Goal:
Format only the rows below from the line containing "For each instance of the billboard" through the line containing "For each instance of the white cap" as a numbered list, leaving out blank lines.

Data listing:

——————————

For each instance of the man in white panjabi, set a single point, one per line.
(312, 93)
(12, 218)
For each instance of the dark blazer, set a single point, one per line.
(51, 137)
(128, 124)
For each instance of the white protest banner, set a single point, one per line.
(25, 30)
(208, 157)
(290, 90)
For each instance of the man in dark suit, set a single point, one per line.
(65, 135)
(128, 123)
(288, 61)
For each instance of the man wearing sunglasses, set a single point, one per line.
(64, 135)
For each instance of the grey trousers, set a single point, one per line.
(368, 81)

——————————

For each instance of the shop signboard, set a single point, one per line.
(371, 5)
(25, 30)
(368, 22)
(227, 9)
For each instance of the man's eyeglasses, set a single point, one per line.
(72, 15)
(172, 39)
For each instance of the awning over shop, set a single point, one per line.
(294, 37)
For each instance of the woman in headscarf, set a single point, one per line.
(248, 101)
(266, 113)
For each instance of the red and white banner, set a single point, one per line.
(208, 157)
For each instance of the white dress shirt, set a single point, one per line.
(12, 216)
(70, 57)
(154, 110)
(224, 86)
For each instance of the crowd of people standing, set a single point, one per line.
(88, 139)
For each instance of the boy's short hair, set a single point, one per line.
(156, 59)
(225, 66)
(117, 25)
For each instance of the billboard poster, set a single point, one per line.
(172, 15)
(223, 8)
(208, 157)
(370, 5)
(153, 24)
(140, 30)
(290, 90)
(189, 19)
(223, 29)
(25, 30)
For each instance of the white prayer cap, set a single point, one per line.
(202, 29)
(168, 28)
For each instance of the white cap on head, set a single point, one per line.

——————————

Result of the task:
1. For each instance of the billboard poster, set a single point, one per line.
2. (172, 15)
3. (223, 8)
4. (208, 157)
5. (370, 5)
6. (153, 24)
7. (140, 30)
8. (290, 90)
9. (189, 19)
10. (223, 29)
11. (25, 30)
12. For each instance of the white prayer cap, set a single point, one per line.
13. (202, 29)
14. (168, 28)
15. For each instance of the white cap on head, set a single point, one per line.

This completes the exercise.